## Material supplied

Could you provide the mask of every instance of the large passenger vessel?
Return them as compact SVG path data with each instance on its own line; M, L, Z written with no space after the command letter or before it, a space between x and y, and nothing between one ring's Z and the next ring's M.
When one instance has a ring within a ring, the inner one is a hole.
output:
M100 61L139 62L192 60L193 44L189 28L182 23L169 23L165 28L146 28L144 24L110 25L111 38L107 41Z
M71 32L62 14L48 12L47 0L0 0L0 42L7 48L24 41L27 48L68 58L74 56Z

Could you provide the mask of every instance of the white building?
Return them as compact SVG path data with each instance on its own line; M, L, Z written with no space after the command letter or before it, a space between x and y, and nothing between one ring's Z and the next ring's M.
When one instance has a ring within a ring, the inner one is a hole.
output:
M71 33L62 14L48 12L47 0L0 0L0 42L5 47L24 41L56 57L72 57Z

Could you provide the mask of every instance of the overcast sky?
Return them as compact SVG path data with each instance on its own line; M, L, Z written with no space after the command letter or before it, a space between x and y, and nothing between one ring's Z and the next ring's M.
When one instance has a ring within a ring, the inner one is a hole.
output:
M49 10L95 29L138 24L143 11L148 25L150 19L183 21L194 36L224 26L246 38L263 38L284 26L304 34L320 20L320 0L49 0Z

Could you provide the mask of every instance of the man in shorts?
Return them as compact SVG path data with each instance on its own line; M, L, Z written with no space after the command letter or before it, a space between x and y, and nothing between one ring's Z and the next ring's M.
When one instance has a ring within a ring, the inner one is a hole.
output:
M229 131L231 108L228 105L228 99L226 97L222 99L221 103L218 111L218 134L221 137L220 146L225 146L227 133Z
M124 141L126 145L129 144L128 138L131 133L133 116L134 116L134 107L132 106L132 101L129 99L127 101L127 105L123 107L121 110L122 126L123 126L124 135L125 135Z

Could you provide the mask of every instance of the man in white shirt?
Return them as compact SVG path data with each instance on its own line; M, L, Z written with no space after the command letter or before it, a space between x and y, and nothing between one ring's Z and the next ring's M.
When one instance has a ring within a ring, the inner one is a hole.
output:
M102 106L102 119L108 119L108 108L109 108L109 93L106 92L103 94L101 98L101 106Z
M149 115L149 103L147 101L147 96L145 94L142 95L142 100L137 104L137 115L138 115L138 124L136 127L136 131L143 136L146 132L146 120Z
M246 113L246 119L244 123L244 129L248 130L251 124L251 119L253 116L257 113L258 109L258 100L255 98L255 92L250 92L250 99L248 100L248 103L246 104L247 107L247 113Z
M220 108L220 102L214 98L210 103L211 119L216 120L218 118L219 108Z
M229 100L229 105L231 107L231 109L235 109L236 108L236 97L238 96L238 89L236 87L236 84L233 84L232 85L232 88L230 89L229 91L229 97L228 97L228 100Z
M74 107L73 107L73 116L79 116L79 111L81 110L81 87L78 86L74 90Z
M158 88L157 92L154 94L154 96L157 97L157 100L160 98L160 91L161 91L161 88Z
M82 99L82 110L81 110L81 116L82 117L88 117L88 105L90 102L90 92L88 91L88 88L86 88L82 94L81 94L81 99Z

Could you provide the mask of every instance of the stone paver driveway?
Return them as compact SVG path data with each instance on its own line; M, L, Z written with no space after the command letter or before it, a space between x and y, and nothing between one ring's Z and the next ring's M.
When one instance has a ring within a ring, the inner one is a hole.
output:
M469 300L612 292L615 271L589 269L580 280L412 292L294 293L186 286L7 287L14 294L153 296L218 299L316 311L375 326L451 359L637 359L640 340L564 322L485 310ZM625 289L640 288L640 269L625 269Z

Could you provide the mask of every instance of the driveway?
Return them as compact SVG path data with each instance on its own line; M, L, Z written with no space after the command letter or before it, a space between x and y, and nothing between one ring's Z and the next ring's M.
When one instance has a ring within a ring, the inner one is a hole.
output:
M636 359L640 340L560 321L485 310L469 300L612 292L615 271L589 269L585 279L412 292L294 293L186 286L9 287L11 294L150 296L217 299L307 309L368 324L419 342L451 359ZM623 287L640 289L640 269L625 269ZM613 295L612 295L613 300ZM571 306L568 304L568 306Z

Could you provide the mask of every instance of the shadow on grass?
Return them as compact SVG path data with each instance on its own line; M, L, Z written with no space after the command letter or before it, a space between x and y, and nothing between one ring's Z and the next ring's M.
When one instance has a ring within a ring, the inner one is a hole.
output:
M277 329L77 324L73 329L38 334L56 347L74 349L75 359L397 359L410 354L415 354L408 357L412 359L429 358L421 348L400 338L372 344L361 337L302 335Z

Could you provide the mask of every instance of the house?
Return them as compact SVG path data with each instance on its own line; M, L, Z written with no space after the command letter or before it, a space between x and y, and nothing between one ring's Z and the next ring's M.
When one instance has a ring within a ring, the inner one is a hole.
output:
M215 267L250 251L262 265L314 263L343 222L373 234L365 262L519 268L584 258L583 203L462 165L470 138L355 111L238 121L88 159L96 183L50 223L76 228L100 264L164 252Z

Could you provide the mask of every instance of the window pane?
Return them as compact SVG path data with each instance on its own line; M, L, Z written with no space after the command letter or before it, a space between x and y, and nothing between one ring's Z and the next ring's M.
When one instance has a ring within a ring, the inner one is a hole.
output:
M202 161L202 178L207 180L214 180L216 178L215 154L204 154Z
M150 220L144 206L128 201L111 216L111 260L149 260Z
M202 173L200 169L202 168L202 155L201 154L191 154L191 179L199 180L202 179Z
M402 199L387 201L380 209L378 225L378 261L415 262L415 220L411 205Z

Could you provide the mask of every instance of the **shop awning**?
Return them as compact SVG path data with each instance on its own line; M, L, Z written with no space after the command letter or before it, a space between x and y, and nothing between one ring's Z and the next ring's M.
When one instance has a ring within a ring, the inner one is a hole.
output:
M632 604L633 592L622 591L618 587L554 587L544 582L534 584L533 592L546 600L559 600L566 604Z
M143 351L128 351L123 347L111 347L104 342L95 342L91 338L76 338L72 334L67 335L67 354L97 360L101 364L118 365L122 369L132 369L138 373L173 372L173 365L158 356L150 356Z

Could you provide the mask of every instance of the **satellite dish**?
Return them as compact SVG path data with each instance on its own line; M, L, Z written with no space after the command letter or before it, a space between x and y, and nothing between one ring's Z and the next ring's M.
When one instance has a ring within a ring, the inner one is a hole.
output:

## Exercise
Give the records again, complete and exact.

## Task result
Could you provide the mask of every instance of the large passenger vessel?
Return them as compact SVG path data with each instance on its own line; M, L, Z written with no space after the command letter or before it, a space between x and y, and nothing between one ring's Z and the next ring's M.
When one instance has a ring within a ring, the inner one is a hole.
output:
M100 61L139 62L192 60L193 44L189 28L182 23L169 23L165 28L146 28L144 24L110 25L111 38L107 41Z
M71 32L62 14L48 12L47 0L0 0L0 42L7 48L24 41L27 48L68 58L74 56Z

Could you provide the mask of every instance of the white building?
Return them as compact SVG path data with each instance on its own line; M, L, Z written with no space after the command letter or before it, a space between x and y, and nothing between one ring's Z and the next ring's M.
When one instance has a ring within a ring, the inner one is a hole.
output:
M71 33L62 14L48 12L47 0L0 0L0 42L5 47L24 41L56 57L72 57Z

Could you provide the mask of every instance of the overcast sky?
Return them as compact SVG path data with each instance on its own line; M, L, Z written with no space after the command letter or before it, a space between x and y, and nothing between one ring's Z and the next ring's M.
When one instance has a ring within a ring, the inner one is a hole.
output:
M49 10L95 29L138 24L143 11L148 25L150 19L183 21L194 36L224 26L246 38L263 38L284 26L304 34L320 20L320 0L49 0Z

Could you provide the mask of every instance of the man in shorts?
Return them as compact SVG path data with each instance on its own line; M, L, Z written with no space after the command letter or before it, a space between x and y, and nothing between one ring's Z and the next ring's M.
When one instance has a ring within a ring, the inner one is a hole.
output:
M229 131L231 108L228 105L228 99L226 97L222 99L221 103L218 111L218 134L221 137L220 146L225 146L227 133Z
M124 141L126 145L129 144L128 138L131 133L133 116L134 116L134 107L132 106L132 101L129 99L127 101L127 105L123 107L121 110L122 126L123 126L124 135L125 135Z

Could you provide the mask of every instance of the man in white shirt?
Return them as compact SVG path data with each instance on its own line; M, L, Z written with no space after the command letter or before it, a space between x and y, and nothing between one ring's Z and the next ring's M.
When one instance has a ring within a ring, the inner one is a hole.
output:
M102 106L102 119L108 119L108 108L109 108L109 93L106 92L103 94L101 98L101 106Z
M149 115L149 103L147 101L147 96L145 94L142 95L142 100L137 104L137 115L138 115L138 124L136 127L136 131L143 136L146 132L146 120Z
M246 113L246 119L244 123L244 129L248 130L251 124L251 119L253 116L257 113L258 109L258 100L255 98L255 92L250 92L250 99L248 100L248 103L246 104L247 107L247 113Z
M220 108L220 102L214 98L210 103L211 119L216 120L218 118L219 108Z
M229 100L229 105L231 107L231 109L235 109L236 108L236 97L238 96L238 89L236 87L236 84L233 84L232 85L232 88L230 89L229 91L229 97L228 97L228 100Z
M74 107L73 107L73 116L79 116L79 111L81 110L81 87L78 86L74 90Z
M158 88L157 92L154 94L154 96L157 97L157 100L160 98L160 91L161 91L161 88Z
M82 99L82 110L81 110L81 116L82 117L88 117L88 105L90 102L90 92L88 91L88 88L86 88L82 94L81 94L81 99Z

Could you provide the mask of every instance of the stone paver driveway?
Return them as compact SVG path data with each instance on its own line; M, L, Z written with no space after the command letter or before it, a space between x and y, and nothing between one ring's Z and the next ring's M.
When one instance has a ring within a ring, the inner one is a hole.
output:
M469 300L612 292L615 271L589 269L580 280L412 292L294 293L186 286L7 287L14 294L153 296L218 299L316 311L375 326L451 359L637 359L640 340L564 322L485 310ZM625 289L640 288L640 269L625 269Z

Could you provide the mask of every instance of the driveway?
Return them as compact SVG path data with each instance on its own line; M, L, Z written with no space after the command letter or before it, a space between x and y, and nothing between one ring's Z and the next ring's M.
When one instance has a ring within a ring, the inner one is a hole.
output:
M636 359L640 340L560 321L485 310L469 300L612 292L615 271L589 269L585 279L412 292L294 293L186 286L9 287L11 294L150 296L217 299L307 309L368 324L419 342L451 359ZM623 287L640 289L640 269L625 269ZM613 295L612 295L613 300ZM571 306L568 304L568 306Z

Could you provide the mask of every instance of the shadow on grass?
Return them as compact SVG path data with each instance on its own line; M, L, Z written with no space after the command letter or before it, a space between x and y, and nothing between one ring's Z and the next ring's M.
When one instance has a ring within a ring, the inner one is a hole.
output:
M277 329L77 324L73 329L38 334L56 347L74 349L75 359L397 359L410 354L415 354L408 357L412 359L429 358L421 348L400 338L372 344L361 337L302 335Z

Could you provide the mask of every instance of the house?
Return them as compact SVG path data with each instance on its own line; M, L, Z written with no space after the command letter or before it, a space between x and y, and nothing between one ring's Z and the next ring's M.
When one instance has a ring within a ring, the inner one is a hole.
output:
M215 267L250 251L262 265L314 263L343 222L373 234L365 262L519 268L584 258L583 203L462 165L470 138L355 111L238 121L88 159L96 183L50 223L76 228L100 264L164 252Z

Could you provide the mask of every instance of the window pane?
Return them as compact SVG path data with each instance on its own line; M, L, Z written with no space after the command letter or before it, a space between x and y, and nothing between one ring's Z and the next ring's M.
When one instance has a ring within a ring, the inner one is a hole.
output:
M202 161L202 178L207 180L214 180L216 178L215 154L204 154Z
M150 220L144 206L128 201L111 216L111 260L149 260Z
M202 173L200 169L202 168L202 155L201 154L191 154L191 179L199 180L202 179Z
M402 199L387 201L380 209L378 225L378 261L415 262L415 220L411 205Z

Could you provide the mask of every instance of the **shop awning**?
Return them as compact SVG path data with each instance on its own line; M, L, Z written with no space after the command letter or before it, a space between x and y, and nothing between one ring's Z and the next ring's M.
When one instance has a ring within a ring, the inner one is a hole.
output:
M632 604L633 592L622 591L618 587L554 587L544 582L534 584L533 592L546 600L559 600L566 604Z
M143 351L128 351L123 347L111 347L104 342L95 342L91 338L76 338L72 334L67 335L67 354L97 360L101 364L118 365L122 369L132 369L138 373L173 372L173 365L158 356L150 356Z

Could you provide the mask of every instance of the **satellite dish**?
Return them as compact SVG path data with each instance on its own line; M, L, Z written with no space after the command letter or before it, a space between x and y, and nothing between one ring's Z and the next ring's M.
When one instance has a ring within a ring, the inner one is a hole.
output:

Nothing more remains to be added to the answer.